EXERCISE GOAL:
Can you swap "on the court" for "in the street" everywhere in the listing below and reproduce it with every other line left as it is?

Detection examples:
## start
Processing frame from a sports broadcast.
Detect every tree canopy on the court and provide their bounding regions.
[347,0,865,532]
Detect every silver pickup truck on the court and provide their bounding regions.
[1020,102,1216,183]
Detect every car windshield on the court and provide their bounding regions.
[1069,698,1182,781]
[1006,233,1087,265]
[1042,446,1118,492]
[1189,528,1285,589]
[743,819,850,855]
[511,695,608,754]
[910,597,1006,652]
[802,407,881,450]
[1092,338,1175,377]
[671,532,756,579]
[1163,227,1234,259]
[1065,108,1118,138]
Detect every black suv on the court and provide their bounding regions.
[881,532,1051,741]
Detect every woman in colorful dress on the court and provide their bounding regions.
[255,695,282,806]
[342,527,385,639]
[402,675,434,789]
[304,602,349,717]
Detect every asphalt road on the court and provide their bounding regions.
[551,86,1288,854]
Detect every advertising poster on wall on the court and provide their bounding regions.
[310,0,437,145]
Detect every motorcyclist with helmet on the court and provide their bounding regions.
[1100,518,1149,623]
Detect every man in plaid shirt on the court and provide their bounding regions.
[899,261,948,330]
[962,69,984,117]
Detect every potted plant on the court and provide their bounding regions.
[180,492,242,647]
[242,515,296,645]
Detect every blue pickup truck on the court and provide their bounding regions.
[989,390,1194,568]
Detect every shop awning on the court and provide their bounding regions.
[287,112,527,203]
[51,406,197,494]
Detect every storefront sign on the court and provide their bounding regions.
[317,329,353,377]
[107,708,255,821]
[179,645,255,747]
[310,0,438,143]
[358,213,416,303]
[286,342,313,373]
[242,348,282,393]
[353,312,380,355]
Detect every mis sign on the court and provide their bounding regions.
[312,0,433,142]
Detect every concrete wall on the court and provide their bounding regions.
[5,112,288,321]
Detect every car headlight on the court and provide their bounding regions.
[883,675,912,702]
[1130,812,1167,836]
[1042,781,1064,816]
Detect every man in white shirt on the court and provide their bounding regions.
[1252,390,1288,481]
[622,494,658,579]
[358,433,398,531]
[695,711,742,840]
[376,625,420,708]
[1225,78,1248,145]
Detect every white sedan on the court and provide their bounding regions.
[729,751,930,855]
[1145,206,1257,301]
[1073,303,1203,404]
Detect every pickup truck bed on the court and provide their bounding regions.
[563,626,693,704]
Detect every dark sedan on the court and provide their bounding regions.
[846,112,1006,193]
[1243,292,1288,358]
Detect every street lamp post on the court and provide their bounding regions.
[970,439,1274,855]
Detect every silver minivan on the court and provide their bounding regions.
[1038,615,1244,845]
## end
EXERCISE OUTPUT:
Processing frame from a sports broadcast.
Detect every tree canopy in the street and provide their bounding regions.
[347,0,865,532]
Detect every silver pickup truck in the street and provide their bounding regions.
[1020,102,1216,183]
Detect every car windshield in the street and provide their bounding regions.
[1069,698,1182,781]
[1006,233,1087,265]
[1042,446,1118,492]
[1189,528,1285,589]
[743,819,850,855]
[511,695,608,754]
[910,597,1006,652]
[802,407,881,450]
[1092,338,1175,377]
[671,532,756,579]
[1163,227,1234,259]
[1065,108,1118,138]
Detect every black suv in the street and provide their bounding regions.
[881,532,1051,741]
Detect every woman in colorful dress in the street and provide their bounding regions.
[255,695,282,806]
[342,527,385,639]
[402,675,434,789]
[304,602,349,717]
Detect every asphalt road in the street and provide their bounding regions.
[551,86,1288,854]
Detect every advertising poster on wall in the street and provide their bounding regions.
[310,0,437,145]
Detect every motorcyclist with helmet in the street and provide their bounding regions.
[1100,518,1149,623]
Detect every man in plaid shirt in the street and provide their bounding regions.
[899,261,948,330]
[962,69,984,117]
Detect every potted plant in the street and provide their bounding regions.
[180,492,242,647]
[242,515,296,645]
Detect every blue pickup truck in the street and provide their bounding regions.
[989,390,1194,568]
Detect every shop awning in the street and provide their bounding regions.
[287,112,527,203]
[51,406,197,494]
Detect every storefront sign in the street and provide their bounding regions.
[317,329,353,377]
[107,708,255,821]
[179,645,255,747]
[310,0,438,143]
[358,213,416,303]
[286,342,313,373]
[242,348,282,393]
[353,312,380,355]
Detect every mis sign in the street and provide their bounding regions.
[312,0,433,142]
Detect every concrete wall in the street and provide their bounding regions.
[5,112,288,321]
Detect every car headlight in the street and provide their bounding regions.
[883,675,912,702]
[1130,812,1167,836]
[1042,781,1064,816]
Detect every man in white shirt in the street and provide their bounding regions.
[1252,390,1288,481]
[622,494,658,579]
[358,433,398,531]
[695,711,742,840]
[376,625,420,708]
[1225,78,1248,145]
Detect every white sedan in the street and provide their bounding regions.
[729,751,930,855]
[1145,206,1257,301]
[1073,303,1203,404]
Detect every pickup truck bed in the street and provide their bounding regions.
[563,626,693,704]
Detect every dark sedan in the street and provide their bounding regions.
[846,112,1006,193]
[1243,292,1288,358]
Detect every street lamp post in the street and provide their bounding regions.
[970,439,1274,855]
Detect every silver minivan in the street and provide their bounding regions.
[1038,615,1244,845]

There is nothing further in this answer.